(Collected data entries)
★ ★ ★

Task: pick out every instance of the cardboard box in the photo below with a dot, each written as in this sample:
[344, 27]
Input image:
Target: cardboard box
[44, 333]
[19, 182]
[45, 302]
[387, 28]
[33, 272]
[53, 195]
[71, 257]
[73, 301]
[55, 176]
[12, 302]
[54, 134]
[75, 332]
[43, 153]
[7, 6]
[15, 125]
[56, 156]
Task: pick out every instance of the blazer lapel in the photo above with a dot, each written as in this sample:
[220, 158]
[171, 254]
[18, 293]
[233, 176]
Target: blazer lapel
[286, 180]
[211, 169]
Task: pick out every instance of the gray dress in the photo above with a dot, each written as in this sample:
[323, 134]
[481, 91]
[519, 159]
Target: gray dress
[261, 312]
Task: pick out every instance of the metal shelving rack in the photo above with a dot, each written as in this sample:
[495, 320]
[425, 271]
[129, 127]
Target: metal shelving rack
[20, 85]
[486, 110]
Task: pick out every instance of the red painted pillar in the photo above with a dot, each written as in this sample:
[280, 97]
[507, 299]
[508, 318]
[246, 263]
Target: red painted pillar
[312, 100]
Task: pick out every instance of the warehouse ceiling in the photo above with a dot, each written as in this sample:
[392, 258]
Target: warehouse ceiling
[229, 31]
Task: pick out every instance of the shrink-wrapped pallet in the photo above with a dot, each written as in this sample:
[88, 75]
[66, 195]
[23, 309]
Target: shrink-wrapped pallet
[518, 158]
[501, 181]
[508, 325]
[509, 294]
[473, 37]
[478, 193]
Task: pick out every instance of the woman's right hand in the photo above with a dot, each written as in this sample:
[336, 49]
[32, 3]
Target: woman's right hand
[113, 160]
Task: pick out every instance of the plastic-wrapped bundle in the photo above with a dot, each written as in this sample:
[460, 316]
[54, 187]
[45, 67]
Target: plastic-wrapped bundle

★ ★ ★

*Requirement*
The records above need copying again. Keep each word as it is.

*Written solution*
Task: pick out every instance of the cardboard box in the photo below with a dot, each written as in this sample:
[344, 27]
Input image:
Target: cardboard box
[44, 333]
[19, 182]
[45, 302]
[387, 28]
[33, 272]
[53, 195]
[71, 257]
[73, 301]
[55, 176]
[12, 302]
[54, 134]
[75, 332]
[43, 153]
[7, 6]
[15, 125]
[56, 156]
Task: pick out every instance of the blazer lapel in the photo above with a dot, each written as in this sample:
[220, 158]
[171, 254]
[18, 293]
[233, 176]
Target: blazer lapel
[286, 180]
[211, 169]
Task: pick out every instance of the gray dress in the photo above with a dot, each written as in this sample:
[323, 134]
[481, 91]
[519, 159]
Target: gray dress
[261, 312]
Task: pick out every instance of the metal shelving rack in the photo above with a dot, each written as in this sample:
[495, 320]
[425, 271]
[129, 127]
Target: metal shelving rack
[20, 85]
[486, 110]
Task: pick out every instance of the red painted pillar in the photo above with a dot, each written as in this sample:
[280, 97]
[507, 299]
[508, 318]
[246, 263]
Target: red painted pillar
[312, 100]
Task: pick out every instance of the warehouse ceiling in the photo above with a dot, each written as in this sample:
[392, 258]
Target: warehouse ceiling
[229, 31]
Task: pick out every instance of the shrink-wrapped pallet in the photo above with a dot, each written as in this sample:
[88, 75]
[66, 195]
[23, 309]
Target: shrink-wrapped pallet
[518, 158]
[501, 181]
[508, 325]
[509, 294]
[473, 37]
[478, 193]
Task: pick out every instance of the woman's right hand in the photo above with a dot, each written as in this sample:
[336, 49]
[32, 3]
Target: woman's right hand
[113, 160]
Task: pick out every instance of the plastic-wrapped bundle in the photo above with a dot, each written as in this sample:
[460, 316]
[54, 187]
[45, 67]
Target: plastic-wrapped bundle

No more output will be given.